*Items from a data source*
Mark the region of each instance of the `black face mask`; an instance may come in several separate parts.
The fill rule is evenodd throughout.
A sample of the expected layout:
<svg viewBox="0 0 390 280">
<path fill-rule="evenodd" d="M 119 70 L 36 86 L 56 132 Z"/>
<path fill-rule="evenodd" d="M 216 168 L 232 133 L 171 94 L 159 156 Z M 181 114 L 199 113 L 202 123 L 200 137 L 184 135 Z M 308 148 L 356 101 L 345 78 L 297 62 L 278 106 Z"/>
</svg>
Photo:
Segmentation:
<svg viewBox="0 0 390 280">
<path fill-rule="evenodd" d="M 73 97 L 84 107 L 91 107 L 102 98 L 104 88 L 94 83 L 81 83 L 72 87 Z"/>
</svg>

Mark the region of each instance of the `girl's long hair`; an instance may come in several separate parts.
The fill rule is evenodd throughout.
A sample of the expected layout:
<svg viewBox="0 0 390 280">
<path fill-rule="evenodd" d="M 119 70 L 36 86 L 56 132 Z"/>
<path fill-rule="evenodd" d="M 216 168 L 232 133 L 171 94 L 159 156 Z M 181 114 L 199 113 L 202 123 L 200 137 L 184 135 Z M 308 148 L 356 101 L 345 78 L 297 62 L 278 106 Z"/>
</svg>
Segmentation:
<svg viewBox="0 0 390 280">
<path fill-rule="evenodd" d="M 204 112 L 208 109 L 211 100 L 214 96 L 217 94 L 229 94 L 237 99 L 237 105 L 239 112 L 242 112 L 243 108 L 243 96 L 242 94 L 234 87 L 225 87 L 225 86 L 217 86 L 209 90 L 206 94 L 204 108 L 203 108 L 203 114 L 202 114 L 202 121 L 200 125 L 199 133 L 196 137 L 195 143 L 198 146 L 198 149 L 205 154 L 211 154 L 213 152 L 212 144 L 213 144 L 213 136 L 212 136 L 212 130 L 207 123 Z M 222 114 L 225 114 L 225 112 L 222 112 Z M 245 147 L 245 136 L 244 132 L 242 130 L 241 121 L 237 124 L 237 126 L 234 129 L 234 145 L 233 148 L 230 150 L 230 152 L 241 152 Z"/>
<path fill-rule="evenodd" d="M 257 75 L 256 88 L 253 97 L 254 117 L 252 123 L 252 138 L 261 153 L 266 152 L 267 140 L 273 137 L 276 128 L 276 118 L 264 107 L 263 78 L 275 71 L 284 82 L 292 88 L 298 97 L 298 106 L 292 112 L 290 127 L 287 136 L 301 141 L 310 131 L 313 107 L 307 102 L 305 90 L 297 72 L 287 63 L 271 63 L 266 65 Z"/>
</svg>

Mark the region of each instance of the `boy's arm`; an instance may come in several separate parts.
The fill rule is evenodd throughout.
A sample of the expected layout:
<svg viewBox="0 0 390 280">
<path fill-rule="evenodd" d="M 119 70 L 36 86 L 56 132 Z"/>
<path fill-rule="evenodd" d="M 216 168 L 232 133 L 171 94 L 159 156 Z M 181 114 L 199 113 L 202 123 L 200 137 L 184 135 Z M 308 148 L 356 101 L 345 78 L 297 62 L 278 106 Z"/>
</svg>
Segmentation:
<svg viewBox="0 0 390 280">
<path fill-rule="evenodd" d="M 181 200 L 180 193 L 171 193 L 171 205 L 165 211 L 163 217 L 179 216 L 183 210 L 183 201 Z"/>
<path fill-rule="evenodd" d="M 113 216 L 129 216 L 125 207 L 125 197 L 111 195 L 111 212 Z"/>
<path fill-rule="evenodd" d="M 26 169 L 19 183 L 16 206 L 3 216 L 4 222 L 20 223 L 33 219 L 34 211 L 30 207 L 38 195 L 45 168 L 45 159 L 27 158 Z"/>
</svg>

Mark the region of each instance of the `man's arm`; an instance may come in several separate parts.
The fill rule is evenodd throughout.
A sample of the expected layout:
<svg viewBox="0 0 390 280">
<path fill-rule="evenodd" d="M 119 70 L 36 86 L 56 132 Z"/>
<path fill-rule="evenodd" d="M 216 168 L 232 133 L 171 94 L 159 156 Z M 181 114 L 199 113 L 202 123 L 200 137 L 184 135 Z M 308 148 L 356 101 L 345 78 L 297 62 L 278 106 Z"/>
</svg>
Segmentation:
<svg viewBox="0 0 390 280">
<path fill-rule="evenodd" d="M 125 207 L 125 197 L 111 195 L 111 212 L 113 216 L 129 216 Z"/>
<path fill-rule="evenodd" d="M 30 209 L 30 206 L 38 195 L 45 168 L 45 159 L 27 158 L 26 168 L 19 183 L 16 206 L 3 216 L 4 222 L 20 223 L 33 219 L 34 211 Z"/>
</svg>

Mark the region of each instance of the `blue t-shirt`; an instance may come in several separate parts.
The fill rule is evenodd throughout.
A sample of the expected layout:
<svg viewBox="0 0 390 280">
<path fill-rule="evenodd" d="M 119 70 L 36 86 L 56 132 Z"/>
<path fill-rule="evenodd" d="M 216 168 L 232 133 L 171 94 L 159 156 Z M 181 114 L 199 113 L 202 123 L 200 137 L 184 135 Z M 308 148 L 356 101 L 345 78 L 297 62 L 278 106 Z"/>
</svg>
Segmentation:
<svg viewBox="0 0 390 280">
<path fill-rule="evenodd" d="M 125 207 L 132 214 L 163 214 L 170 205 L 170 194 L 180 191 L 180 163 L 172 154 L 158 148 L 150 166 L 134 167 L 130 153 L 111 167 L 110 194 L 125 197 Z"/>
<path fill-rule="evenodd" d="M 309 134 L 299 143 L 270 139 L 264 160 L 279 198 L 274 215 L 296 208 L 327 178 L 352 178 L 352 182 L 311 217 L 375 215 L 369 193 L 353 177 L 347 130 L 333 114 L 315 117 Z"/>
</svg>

*WRITTEN INSTRUCTION*
Select every line of the material above that contains the word "region", matching case exactly.

*CORRECT RESULT*
Mark the region of each instance of the `black face mask`; an instance may come in several separate parts.
Mark the region of each instance of the `girl's long hair`; an instance may come in several separate parts.
Mark the region of each instance of the `boy's arm`; an instance may come in several separate parts.
Mark the region of each instance of the `man's arm`; an instance may come in several separate parts.
Mark the region of each instance of the `blue t-shirt`; an instance may come in several separate parts.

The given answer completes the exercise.